**Action item A:**
Please repeat the Wahlen article word for word, everything from "OGDEN — He was" down to "of the military.".
**Action item B:**
Name every person the Wahlen article mentions by name.

**Source document:**
++++++

OGDEN — He was a West Ogden farm boy who tamed a bully in the seventh grade, had his knuckles rapped for lying as a youngster and prayed for the first time on the volcanic island of Iwo Jima while saving Marines from a rain of bullets.
George E. Wahlen would be the first to tell you he didn't consider himself a Medal of Honor winner.
But as hundreds turned out Thursday at his funeral services at the Ogden Tabernacle to pay tribute to Wahlen — who had been Utah's last living Medal of Honor recipient — it was clear his humble valor evoked a brand of respect reserved only for heroes.
A flyover of two Apache helicopters.
Color Guard services carried out by three branches of the military.
Dozens of men and women in the military, retired and active, saluting to a servant of mankind, and the tears shed by family, friends and strangers.
"We know it is more than us who claim him," said son Blake G. Wahlen. "We know he has a place in so many hearts."
George E. Wahlen, 84, died June 5, after struggling with cancer, struggling with his shuffles through the halls of the Utah Legislature to lobby for veterans' nursing homes, after being married to his sweetheart Melba of 62 years, after living the life of what he says was just an "ordinary" man.
Weak, tired and sick at the end, Wahlen never abandoned his role as mentor to his children, grandchildren and great-greatchildren, said his daughter Pam Riley.
"He taught us how to live, even when he was dying," she said. He'd ask why so many people did so much for him in his last weeks, last days, and she said she told him what he had done over the years for his wife, his family, his fellow veterans and his country.
"He looked at me and asked, 'Did I really do all that?' "
Much of "all that" was asking his father to join the military, being turned down and then upping in on his own at 18 with the Navy. He wound up attached to the Marines and on Iwo Jima, where despite being wounded, he bellied up to wounded Marines and patched them up as a medic.
President Harry S. Truman would later commend the "pill pusher" when he gave the medal to Wahlen, who later went onto serve tours of duty with the Army in Korea and Vietnam.

++++++

**Exercise data:**
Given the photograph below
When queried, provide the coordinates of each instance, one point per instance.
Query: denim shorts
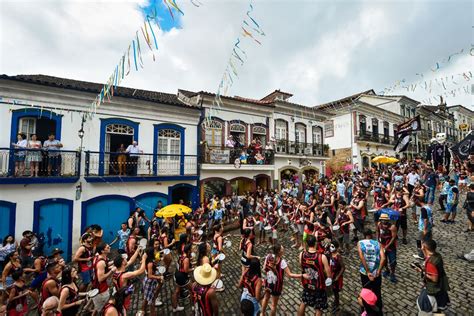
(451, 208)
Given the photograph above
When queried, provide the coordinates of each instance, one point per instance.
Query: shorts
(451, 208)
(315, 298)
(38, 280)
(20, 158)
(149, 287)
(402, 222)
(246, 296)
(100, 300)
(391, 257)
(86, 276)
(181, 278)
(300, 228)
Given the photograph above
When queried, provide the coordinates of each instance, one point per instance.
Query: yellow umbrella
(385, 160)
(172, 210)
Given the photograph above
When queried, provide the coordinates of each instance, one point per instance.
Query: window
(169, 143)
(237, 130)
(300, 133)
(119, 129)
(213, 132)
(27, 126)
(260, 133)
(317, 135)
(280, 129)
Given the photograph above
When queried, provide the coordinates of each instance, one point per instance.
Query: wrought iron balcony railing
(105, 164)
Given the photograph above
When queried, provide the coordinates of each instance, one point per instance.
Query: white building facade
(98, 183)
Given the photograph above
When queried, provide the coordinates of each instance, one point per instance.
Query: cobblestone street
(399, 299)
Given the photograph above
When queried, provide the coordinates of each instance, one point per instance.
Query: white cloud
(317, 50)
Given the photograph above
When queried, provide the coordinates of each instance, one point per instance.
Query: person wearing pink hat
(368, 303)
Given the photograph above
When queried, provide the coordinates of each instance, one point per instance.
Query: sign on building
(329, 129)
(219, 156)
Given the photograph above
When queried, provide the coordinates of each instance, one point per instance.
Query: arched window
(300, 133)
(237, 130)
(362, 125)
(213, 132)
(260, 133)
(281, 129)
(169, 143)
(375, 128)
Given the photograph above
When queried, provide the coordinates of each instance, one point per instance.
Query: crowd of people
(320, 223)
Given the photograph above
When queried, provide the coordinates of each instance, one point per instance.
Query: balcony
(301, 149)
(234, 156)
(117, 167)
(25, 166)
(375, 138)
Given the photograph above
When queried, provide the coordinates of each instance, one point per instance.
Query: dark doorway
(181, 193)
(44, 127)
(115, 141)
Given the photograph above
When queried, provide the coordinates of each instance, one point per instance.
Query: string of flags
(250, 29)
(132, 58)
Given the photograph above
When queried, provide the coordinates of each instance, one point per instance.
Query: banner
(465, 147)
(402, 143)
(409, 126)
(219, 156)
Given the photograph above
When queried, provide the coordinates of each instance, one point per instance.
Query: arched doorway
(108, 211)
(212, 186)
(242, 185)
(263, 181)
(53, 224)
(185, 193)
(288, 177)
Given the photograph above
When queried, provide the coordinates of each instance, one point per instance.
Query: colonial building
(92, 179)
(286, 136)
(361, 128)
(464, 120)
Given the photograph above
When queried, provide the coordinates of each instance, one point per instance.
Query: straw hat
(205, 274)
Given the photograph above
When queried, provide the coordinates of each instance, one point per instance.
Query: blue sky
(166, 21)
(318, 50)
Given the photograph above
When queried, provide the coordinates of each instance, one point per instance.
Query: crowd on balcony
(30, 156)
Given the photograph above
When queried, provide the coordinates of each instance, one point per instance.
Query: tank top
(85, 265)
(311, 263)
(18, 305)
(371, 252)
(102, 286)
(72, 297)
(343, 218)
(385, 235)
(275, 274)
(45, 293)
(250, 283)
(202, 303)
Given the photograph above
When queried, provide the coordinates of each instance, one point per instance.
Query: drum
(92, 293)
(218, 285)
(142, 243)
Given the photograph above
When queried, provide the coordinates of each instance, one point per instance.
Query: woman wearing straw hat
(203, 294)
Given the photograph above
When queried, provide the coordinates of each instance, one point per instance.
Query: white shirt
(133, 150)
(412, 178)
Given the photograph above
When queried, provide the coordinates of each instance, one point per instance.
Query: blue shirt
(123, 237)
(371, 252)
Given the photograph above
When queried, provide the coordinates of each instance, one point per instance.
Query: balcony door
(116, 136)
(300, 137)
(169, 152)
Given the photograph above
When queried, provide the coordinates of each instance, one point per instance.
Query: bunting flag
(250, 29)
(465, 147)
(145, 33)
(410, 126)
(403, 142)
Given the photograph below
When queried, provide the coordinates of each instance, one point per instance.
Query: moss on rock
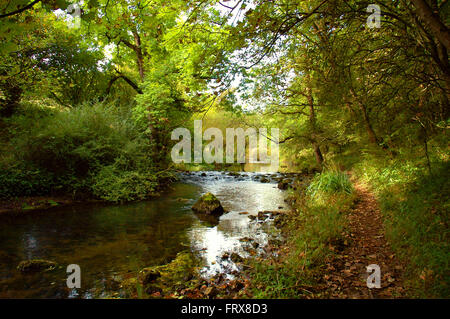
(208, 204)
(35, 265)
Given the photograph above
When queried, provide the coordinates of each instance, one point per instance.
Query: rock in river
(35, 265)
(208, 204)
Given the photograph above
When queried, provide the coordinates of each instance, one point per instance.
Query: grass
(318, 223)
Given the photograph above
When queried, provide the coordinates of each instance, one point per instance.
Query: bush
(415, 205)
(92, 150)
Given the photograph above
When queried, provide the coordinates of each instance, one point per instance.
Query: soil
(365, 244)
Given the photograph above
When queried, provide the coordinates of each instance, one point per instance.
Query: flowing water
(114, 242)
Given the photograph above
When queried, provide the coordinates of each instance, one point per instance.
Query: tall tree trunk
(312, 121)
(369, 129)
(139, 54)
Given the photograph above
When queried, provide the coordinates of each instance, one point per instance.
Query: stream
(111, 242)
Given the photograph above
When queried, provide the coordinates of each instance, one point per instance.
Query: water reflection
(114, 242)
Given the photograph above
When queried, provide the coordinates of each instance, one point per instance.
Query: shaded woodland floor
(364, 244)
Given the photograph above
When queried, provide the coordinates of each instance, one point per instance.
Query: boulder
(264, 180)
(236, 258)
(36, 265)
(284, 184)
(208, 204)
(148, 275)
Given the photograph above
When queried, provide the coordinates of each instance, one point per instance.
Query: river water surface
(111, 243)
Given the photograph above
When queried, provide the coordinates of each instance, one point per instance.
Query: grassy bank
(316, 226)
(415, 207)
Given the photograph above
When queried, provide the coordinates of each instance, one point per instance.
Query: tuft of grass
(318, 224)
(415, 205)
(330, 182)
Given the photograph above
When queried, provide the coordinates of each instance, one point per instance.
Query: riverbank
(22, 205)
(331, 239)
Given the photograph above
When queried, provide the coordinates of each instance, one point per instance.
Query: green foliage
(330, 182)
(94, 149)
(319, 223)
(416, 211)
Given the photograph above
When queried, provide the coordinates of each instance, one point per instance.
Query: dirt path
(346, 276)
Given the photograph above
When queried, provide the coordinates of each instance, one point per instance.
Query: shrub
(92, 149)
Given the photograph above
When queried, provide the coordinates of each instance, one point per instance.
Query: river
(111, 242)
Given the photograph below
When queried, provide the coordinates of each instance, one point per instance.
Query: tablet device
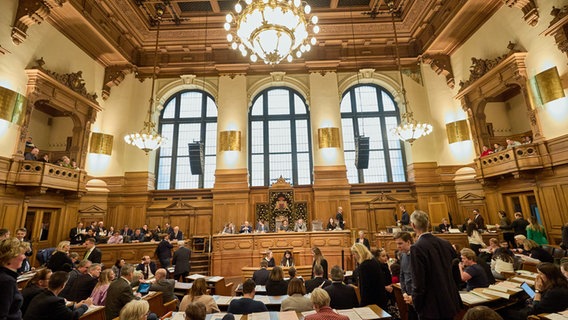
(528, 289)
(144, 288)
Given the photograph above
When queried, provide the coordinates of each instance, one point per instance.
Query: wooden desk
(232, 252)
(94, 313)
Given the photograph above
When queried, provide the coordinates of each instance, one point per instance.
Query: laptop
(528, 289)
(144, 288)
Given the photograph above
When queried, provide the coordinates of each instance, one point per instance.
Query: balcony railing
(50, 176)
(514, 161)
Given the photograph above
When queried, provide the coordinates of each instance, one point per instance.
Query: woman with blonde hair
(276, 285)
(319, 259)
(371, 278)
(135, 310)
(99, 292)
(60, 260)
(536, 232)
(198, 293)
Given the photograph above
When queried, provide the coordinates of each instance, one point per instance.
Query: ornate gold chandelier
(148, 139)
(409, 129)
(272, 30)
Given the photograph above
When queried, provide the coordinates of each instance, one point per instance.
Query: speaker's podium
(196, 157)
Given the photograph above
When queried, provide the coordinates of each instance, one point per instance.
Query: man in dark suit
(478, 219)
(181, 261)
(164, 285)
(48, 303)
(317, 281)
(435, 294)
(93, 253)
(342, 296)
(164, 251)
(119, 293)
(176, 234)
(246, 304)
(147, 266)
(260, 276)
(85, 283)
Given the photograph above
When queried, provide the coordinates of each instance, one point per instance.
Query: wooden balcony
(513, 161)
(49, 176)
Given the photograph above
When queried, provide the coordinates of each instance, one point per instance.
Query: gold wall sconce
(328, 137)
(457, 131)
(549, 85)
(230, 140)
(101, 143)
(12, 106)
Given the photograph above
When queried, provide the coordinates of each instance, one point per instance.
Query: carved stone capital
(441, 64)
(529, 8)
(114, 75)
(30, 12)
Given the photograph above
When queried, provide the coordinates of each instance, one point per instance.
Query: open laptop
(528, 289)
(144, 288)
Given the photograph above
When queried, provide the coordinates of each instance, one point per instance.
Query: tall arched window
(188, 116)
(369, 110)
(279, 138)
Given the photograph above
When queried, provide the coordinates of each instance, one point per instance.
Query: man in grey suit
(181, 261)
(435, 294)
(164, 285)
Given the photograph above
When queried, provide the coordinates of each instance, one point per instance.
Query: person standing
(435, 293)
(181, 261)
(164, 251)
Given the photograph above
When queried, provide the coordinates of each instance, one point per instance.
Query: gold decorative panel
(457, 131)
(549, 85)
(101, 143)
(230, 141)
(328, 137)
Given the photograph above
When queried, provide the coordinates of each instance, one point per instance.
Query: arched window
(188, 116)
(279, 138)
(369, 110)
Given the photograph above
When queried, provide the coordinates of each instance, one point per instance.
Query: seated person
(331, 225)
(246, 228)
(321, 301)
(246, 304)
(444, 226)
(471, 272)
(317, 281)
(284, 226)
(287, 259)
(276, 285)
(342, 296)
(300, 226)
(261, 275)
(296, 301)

++++++

**Response area A:**
OGDEN — He was a West Ogden farm boy who tamed a bully in the seventh grade, had his knuckles rapped for lying as a youngster and prayed for the first time on the volcanic island of Iwo Jima while saving Marines from a rain of bullets.
George E. Wahlen would be the first to tell you he didn't consider himself a Medal of Honor winner.
But as hundreds turned out Thursday at his funeral services at the Ogden Tabernacle to pay tribute to Wahlen — who had been Utah's last living Medal of Honor recipient — it was clear his humble valor evoked a brand of respect reserved only for heroes.
A flyover of two Apache helicopters.
Color Guard services carried out by three branches of the military.

**Response area B:**
George E. Wahlen, Blake G. Wahlen, Melba, Pam Riley, Harry S. Truman